§ **Provided entries**
• • •

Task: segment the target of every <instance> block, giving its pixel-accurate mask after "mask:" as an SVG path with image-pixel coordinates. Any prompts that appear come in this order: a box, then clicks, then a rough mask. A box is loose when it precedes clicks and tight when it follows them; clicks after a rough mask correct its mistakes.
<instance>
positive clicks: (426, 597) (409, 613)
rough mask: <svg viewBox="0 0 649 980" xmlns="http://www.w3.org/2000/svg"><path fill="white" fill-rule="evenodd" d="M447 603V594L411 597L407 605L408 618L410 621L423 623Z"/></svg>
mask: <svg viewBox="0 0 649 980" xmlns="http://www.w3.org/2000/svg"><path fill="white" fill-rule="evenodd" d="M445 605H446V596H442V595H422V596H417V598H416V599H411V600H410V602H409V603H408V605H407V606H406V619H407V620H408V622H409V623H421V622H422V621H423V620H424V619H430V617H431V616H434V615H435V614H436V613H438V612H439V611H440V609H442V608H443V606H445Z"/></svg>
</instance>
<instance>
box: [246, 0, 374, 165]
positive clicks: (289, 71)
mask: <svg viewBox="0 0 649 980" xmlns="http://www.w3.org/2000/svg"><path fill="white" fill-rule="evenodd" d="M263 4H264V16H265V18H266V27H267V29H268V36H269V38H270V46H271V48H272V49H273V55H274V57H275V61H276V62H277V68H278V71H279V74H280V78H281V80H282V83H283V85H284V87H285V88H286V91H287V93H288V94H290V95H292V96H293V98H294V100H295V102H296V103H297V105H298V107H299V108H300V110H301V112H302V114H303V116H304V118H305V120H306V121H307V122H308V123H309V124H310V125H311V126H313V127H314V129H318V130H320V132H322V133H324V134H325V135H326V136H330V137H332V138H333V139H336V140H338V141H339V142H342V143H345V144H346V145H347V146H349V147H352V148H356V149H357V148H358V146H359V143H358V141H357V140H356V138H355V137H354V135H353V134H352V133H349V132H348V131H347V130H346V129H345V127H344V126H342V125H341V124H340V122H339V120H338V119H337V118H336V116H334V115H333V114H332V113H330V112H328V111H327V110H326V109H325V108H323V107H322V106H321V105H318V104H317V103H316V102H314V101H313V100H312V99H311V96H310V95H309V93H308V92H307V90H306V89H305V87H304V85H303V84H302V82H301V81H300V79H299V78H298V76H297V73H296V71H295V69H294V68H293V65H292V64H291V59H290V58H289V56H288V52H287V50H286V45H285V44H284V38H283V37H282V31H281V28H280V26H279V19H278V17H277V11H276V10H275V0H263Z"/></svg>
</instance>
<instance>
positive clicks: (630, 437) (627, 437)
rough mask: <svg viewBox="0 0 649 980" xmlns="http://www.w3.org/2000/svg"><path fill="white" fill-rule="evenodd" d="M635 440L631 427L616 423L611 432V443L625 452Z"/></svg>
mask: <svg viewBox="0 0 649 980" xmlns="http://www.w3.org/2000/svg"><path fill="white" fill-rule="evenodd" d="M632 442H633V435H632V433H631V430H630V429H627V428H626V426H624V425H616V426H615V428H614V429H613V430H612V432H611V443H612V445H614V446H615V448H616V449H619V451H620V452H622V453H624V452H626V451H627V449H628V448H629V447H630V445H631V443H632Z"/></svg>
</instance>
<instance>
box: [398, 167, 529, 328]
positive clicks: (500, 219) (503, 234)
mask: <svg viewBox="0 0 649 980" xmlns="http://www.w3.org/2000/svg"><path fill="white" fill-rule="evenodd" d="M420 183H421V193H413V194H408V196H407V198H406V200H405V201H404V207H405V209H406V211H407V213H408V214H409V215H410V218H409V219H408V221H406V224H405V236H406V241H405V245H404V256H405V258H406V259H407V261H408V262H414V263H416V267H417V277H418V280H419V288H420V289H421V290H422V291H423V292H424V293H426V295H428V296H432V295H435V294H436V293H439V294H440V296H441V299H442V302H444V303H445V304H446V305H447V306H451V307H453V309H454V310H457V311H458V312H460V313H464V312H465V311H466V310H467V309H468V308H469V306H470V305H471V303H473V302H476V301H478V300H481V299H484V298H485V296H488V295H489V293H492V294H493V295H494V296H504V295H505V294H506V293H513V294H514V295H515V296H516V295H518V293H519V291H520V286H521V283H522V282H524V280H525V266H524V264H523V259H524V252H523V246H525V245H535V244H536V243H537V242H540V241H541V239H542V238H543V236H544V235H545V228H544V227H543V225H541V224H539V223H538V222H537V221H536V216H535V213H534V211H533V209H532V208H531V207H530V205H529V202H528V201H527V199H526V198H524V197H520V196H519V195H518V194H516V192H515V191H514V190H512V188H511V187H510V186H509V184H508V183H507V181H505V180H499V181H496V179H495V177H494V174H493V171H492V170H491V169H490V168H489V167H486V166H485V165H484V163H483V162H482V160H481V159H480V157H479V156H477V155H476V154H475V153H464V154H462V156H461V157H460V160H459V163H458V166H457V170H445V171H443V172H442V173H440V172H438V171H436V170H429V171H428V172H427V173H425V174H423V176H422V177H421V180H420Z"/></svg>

• • •

§ **Exercise prompt**
From the first line of the records above down to the line containing "positive clicks: (426, 597) (409, 613)", repeat each line exactly as written. Include both of those lines and add nothing.

§ **Your solution**
Task: segment the target of every <instance> block, giving its pixel-accurate mask after "mask:" as an SVG path with image-pixel coordinates. Any prompts that appear come in this order: a box, then clicks, then a rough mask. A box is loose when it precedes clicks and tight when it follows them; clicks after a rough mask correct its mistakes.
<instance>
positive clicks: (426, 597) (409, 613)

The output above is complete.